***** Text segment

OpenDXA

A modified Dislocation Extraction Algorithm pipeline that reconstructs dislocation networks from a pre-computed structure-identification package.

OpenDXA (UI name Dislocation Analysis, plugin key opendxa) reconstructs dislocation networks. It is decoupled from structure identification: rather than classifying local structure itself, it runs the Dislocation Extraction Algorithm on a pre-computed annotated dump plus cluster tables.

In the VOLT workflow, OpenDXA chains a structure-analysis plugin via the required structure_analysis_plugin reference (Polyhedral Template Matching or Adaptive Common Neighbor Analysis), which produces the annotated dump and the *_clusters.table / *_cluster_transitions.table files OpenDXA reads.

OpenDXA incorporates OVITO-derived code and ships a LICENSE.OVITO alongside its MIT LICENSE. Those upstream licensing terms are binding.

Parameters

The UI form and the CLI use snake_case argument keys.

Parameter	Type	Default	Description
`structure_analysis_plugin`	`pluginReference`	— (required)	Chained structure-analysis plugin that produces OpenDXA's inputs. Filtered to `polyhedral-template-matching` and `adaptive-common-neighbor-analysis`.
`reference_topology`	`select`	`fcc`	Matrix-phase topology name, resolved from the lattice YAMLs. Options: `fcc`, `bcc`, `hcp`, `sc`, `cubic_diamond`, `hex_diamond`. Mapped onto the chained plugin's `crystal_structure`.

**********
***** Source data

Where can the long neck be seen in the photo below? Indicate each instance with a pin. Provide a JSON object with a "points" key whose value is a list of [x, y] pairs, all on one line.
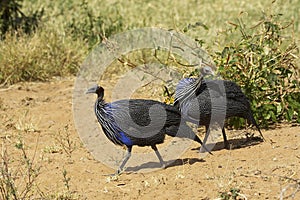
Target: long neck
{"points": [[186, 89]]}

**********

Exercise task
Reproduce the OpenDXA page between "In the VOLT" and "snake_case argument keys.", inclusive, and switch "snake_case" to "camelCase". The material has no connection to the OpenDXA page.

Task result
In the VOLT workflow, OpenDXA chains a structure-analysis plugin via the required structure_analysis_plugin reference (Polyhedral Template Matching or Adaptive Common Neighbor Analysis), which produces the annotated dump and the *_clusters.table / *_cluster_transitions.table files OpenDXA reads.

OpenDXA incorporates OVITO-derived code and ships a LICENSE.OVITO alongside its MIT LICENSE. Those upstream licensing terms are binding.

Parameters

The UI form and the CLI use camelCase argument keys.